• **THE EXERCISE**: Rewrite the records between the lines holding "Objective — drop a marker on each instance of the street" and "[[366, 298]]", inclusive, keeping every line and its wording intact. Multiply each coordinate value by 2.05 and round it to a whole number, with halves rounded up.
*** SUPPLIED ENTRIES
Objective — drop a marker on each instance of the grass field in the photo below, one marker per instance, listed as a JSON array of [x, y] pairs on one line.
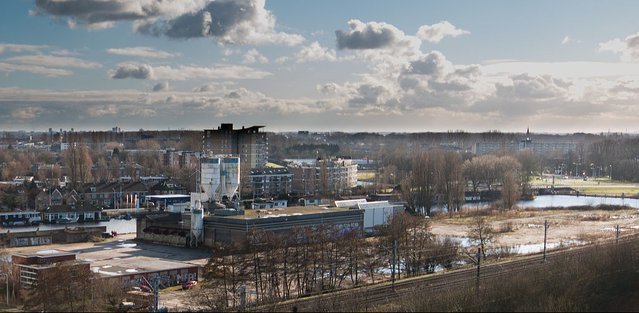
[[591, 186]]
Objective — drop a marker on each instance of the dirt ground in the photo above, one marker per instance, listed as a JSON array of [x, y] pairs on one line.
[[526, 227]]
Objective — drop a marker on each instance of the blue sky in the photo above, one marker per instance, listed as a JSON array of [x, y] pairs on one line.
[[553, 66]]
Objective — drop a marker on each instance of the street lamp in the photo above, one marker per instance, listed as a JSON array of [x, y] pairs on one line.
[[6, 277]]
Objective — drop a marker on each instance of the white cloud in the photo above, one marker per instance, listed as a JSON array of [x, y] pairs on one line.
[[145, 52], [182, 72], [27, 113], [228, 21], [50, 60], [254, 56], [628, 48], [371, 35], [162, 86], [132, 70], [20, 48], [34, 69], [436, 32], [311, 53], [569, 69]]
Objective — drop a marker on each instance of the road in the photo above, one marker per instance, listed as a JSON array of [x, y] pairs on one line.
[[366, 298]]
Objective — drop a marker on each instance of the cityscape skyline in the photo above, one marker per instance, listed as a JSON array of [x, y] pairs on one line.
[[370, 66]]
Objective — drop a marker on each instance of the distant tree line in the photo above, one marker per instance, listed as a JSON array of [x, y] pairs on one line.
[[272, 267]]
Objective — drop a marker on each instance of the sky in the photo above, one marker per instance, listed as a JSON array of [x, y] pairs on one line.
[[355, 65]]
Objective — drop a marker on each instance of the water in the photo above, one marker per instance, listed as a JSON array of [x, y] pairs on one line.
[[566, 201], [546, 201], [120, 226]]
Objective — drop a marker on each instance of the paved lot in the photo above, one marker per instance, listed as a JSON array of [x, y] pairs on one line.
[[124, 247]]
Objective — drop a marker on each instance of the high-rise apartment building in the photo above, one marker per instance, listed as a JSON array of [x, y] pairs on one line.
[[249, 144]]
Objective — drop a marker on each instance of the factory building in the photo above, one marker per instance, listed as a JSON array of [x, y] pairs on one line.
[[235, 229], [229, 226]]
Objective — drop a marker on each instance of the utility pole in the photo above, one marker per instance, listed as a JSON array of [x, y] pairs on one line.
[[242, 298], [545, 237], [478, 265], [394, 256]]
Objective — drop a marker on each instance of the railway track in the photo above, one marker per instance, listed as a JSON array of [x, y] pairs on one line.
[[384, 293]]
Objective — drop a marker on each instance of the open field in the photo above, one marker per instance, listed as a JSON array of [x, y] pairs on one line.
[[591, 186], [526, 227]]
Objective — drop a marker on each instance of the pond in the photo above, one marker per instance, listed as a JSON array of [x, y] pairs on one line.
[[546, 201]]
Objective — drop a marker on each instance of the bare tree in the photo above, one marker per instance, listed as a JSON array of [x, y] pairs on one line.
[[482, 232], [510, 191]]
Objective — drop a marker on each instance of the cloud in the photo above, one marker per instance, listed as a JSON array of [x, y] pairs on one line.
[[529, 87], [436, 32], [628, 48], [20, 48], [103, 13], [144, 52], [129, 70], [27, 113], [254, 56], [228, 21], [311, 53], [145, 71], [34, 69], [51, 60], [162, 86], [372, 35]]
******
• **ANSWER TO THE TASK**:
Objective — drop a marker on each instance of the street lamp in the photo above, one marker per instance, listed as a JSON array of [x, y] pairs on one line.
[[12, 568]]
Objective — drop a marker on each instance of the white cloud in the photo above, one marker per instance, listed as a JSON array of [x, y] pairs on one line.
[[297, 107], [373, 148], [55, 232], [467, 43], [103, 123], [521, 115], [1287, 98], [761, 72], [332, 176], [271, 144], [41, 98], [70, 141], [894, 66], [638, 109], [1166, 141]]
Objective — drop a marker on each instance of the road in the photo above, one marker per instance, listed as a JSON array of [x, y] pairs on one line.
[[750, 611]]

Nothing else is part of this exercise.